Task requirements: What do the entries below say? Restate them word for word.

Entries provided:

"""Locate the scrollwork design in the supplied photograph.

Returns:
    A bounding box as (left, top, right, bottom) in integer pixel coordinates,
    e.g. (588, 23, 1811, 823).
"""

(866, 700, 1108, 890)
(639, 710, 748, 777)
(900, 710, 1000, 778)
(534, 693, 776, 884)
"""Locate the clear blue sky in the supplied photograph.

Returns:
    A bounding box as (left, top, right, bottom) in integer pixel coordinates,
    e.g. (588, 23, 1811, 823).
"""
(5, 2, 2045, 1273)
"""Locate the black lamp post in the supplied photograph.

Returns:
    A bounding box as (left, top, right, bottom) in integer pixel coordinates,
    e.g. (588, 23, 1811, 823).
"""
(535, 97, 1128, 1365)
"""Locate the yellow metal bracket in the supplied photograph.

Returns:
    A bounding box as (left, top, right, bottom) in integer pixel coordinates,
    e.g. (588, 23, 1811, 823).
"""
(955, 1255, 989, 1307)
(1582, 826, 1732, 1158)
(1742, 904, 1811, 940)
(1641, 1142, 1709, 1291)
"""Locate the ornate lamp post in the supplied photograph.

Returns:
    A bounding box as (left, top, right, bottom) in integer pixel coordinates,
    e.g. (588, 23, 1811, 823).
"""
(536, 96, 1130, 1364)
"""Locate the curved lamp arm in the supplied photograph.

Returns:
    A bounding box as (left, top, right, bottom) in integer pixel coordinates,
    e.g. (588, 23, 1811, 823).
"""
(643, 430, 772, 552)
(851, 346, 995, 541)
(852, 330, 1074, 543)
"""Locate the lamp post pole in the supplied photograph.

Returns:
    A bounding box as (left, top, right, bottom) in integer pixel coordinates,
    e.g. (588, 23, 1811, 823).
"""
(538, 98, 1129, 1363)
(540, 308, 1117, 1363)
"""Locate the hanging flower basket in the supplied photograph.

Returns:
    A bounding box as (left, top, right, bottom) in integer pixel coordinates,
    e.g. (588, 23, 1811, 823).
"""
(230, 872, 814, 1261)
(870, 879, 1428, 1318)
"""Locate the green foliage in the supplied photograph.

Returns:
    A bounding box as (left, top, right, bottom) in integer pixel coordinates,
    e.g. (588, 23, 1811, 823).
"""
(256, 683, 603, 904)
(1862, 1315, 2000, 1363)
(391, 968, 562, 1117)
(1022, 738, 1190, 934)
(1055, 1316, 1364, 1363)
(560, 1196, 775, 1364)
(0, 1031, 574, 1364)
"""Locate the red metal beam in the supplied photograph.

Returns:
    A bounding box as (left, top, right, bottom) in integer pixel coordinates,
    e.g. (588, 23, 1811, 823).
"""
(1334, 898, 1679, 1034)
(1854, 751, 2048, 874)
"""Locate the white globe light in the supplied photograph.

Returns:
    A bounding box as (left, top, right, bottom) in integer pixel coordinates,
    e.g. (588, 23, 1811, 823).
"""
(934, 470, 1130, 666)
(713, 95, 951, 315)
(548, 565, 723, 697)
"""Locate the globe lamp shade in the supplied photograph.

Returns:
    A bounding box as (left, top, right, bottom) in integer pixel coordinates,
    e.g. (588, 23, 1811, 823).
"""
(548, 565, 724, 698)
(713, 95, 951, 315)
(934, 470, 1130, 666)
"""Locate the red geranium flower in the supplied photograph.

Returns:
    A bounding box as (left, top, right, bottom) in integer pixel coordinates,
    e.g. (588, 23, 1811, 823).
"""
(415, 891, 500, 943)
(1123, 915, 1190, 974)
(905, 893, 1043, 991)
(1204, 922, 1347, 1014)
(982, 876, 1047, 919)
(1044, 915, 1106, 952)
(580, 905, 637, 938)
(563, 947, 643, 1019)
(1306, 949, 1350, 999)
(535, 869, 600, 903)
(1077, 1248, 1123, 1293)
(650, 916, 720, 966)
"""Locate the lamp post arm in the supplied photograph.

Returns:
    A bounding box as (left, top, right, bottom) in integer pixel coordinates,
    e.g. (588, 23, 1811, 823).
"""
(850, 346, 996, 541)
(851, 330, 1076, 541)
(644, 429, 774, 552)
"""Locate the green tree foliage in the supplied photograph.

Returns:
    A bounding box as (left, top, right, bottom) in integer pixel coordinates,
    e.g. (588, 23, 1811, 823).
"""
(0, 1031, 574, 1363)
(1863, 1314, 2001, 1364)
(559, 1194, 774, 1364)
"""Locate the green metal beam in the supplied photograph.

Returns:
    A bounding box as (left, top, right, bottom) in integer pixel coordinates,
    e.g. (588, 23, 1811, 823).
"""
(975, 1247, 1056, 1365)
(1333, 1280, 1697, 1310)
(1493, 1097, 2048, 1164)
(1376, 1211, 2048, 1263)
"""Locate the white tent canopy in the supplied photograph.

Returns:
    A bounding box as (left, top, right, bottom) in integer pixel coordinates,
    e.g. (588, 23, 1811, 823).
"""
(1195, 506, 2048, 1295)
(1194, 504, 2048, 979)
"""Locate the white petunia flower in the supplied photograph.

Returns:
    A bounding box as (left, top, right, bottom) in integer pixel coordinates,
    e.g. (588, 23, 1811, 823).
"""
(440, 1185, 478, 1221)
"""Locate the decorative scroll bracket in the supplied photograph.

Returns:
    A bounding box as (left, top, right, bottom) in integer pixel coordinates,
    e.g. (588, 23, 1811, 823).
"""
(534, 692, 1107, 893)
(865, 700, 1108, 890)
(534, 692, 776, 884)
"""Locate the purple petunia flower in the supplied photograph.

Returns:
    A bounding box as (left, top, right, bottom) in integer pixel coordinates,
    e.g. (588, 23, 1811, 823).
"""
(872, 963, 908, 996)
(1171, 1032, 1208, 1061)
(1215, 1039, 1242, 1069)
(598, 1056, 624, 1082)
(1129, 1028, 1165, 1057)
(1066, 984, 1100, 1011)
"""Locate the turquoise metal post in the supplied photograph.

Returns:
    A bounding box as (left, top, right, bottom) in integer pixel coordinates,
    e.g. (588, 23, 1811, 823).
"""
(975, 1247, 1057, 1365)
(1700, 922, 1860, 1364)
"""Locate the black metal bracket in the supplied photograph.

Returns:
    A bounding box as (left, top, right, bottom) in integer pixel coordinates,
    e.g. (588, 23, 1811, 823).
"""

Answer space:
"""Locate the scrollwork design in the supplied photograph.

Returns:
    A bounding box as (left, top, right, bottom) in integer pixel coordinates,
    e.g. (588, 23, 1811, 823).
"""

(866, 700, 1108, 890)
(639, 710, 748, 777)
(900, 710, 1000, 778)
(534, 693, 776, 884)
"""Locate the clear blue sky in the supplied photograph.

Returns:
    A bounding box as (left, top, right, bottom) in integer pixel coordinates,
    e.g. (588, 23, 1811, 823).
"""
(5, 2, 2045, 1273)
"""Locate the black lamp post in the supplied photograph.

Returns:
    A bounding box as (left, top, right, bottom) in integer pixel coordinates,
    e.g. (588, 23, 1811, 823).
"""
(535, 97, 1128, 1365)
"""Locate the yellow metal bracket in the supplied photograph.

Returns:
    A bounding box as (left, top, right, bottom) in integer pixel coordinates,
    e.g. (588, 23, 1811, 823).
"""
(955, 1255, 989, 1307)
(1582, 826, 1732, 1158)
(1742, 904, 1811, 940)
(1641, 1142, 1709, 1291)
"""Locate the ornate lamp post in the supplied photograph.

Returns:
    A bounding box as (left, top, right, bottom) in integer pixel coordinates,
    e.g. (588, 23, 1811, 823).
"""
(536, 96, 1130, 1364)
"""Locate the curved lamp arm in the supplied photograph.

Returns:
    A bounding box as (left, top, right, bottom) in integer pixel coordinates,
    e.g. (588, 23, 1811, 823).
"""
(643, 430, 772, 552)
(851, 346, 995, 541)
(852, 330, 1074, 543)
"""Locate the lamp post pole in the supplied photograph.

Returns:
    A bounding box as (left, top, right, bottom) in integer pixel coordinates,
    e.g. (588, 23, 1811, 823).
"""
(538, 98, 1129, 1363)
(540, 308, 1117, 1363)
"""Locate the hanging flower basket in the supplied photograph.

Returns:
    A bounding box as (left, top, right, bottom) in integer pixel coordinates,
    e.g. (588, 23, 1811, 823).
"""
(230, 872, 814, 1261)
(870, 879, 1428, 1318)
"""Locate the green foliage in the supplied photograph.

Returns:
    A bounding box as (left, top, right, bottom) in integer pixel coordinates,
    e.g. (588, 23, 1811, 823).
"""
(256, 683, 603, 904)
(1862, 1315, 2000, 1363)
(391, 968, 562, 1117)
(1022, 738, 1190, 934)
(1055, 1316, 1364, 1363)
(560, 1196, 775, 1364)
(0, 1031, 574, 1364)
"""Locate the red metal beam in the supplied photograph.

Returns:
    A bounding box as (left, top, right, bottom) in integer pixel coordinates,
    e.g. (588, 23, 1811, 823).
"""
(1334, 898, 1679, 1034)
(1854, 751, 2048, 874)
"""Locate the white globe light in the supplied photograph.

Returns:
    A bounding box as (left, top, right, bottom) in integer pixel coordinates,
    e.g. (588, 23, 1811, 823).
"""
(934, 470, 1130, 666)
(713, 95, 951, 315)
(548, 565, 723, 697)
"""Locate the globe lamp shade in the supplied photograph.

Returns:
    A bounding box as (left, top, right, bottom) in integer pixel coordinates,
    e.g. (588, 23, 1811, 823).
"""
(548, 565, 724, 698)
(713, 95, 951, 315)
(934, 470, 1130, 666)
"""Locate the red geranium flower in the supplied photograph.

Returns:
    A bounding box as (left, top, right, bottom) in integer pixel coordinates,
    e.g. (588, 23, 1811, 823).
"""
(415, 891, 500, 943)
(1123, 915, 1190, 974)
(905, 893, 1043, 991)
(1204, 922, 1347, 1014)
(982, 876, 1047, 919)
(1044, 915, 1106, 952)
(580, 905, 637, 938)
(563, 947, 643, 1019)
(1306, 949, 1350, 999)
(535, 869, 600, 903)
(1077, 1248, 1123, 1293)
(650, 916, 720, 966)
"""Locate the lamp post arm in the supplied photograph.

Returns:
    A bounding box as (left, top, right, bottom) in integer pixel coordinates,
    e.g. (588, 23, 1811, 823).
"""
(850, 346, 996, 541)
(851, 330, 1076, 541)
(644, 429, 774, 552)
"""Locate the green tree foliage in the supplied photograph.

Returns:
    A bounding box as (left, top, right, bottom) in integer pixel coordinates,
    e.g. (588, 23, 1811, 823).
"""
(0, 1031, 574, 1363)
(1863, 1314, 2001, 1364)
(559, 1194, 774, 1364)
"""Locate the green metal beam in the supplied photograph.

Returns:
    A bounding box as (left, top, right, bottom) in integer pixel coordinates,
    e.g. (588, 23, 1811, 823).
"""
(975, 1247, 1056, 1365)
(1333, 1280, 1697, 1310)
(1493, 1097, 2048, 1164)
(1376, 1211, 2048, 1263)
"""Locate the white tent canopy in the supplied photograph.

Returns:
    A bounding box as (left, top, right, bottom) in integer pixel coordinates,
    e.g. (588, 23, 1811, 823).
"""
(1195, 506, 2048, 1295)
(1194, 504, 2048, 979)
"""Locate the white petunia flower in the supplied photograph.

Returns:
    A bounding box as (left, top, right, bottom) in integer pixel coordinates,
    e.g. (588, 23, 1811, 823).
"""
(440, 1185, 478, 1221)
"""Locate the decorative scroll bracket in the supplied photograph.

Returns:
    A bounding box as (left, top, right, bottom) in integer pixel coordinates,
    e.g. (588, 23, 1811, 823).
"""
(534, 692, 1107, 893)
(865, 700, 1108, 890)
(534, 692, 776, 884)
"""Locate the purple petunia flower in the supplied photograph.

Returns:
    A bounding box as (left, top, right, bottom) in integer pixel coordinates,
    e.g. (588, 23, 1811, 823).
"""
(872, 963, 908, 996)
(1171, 1032, 1208, 1061)
(1215, 1039, 1242, 1069)
(598, 1056, 624, 1082)
(1129, 1028, 1165, 1057)
(1066, 984, 1100, 1011)
"""Locate the turquoise metal post in the supplied photograph.

Returns:
    A bounding box as (left, top, right, bottom) in integer pixel coordinates,
    e.g. (588, 23, 1811, 823).
"""
(975, 1247, 1057, 1365)
(1700, 922, 1860, 1364)
"""Locate the black metal bracket in the supplied photograph.

Returns:
    A bounding box as (left, top, right, bottom) in integer pixel coordinates,
    e.g. (588, 23, 1811, 823).
"""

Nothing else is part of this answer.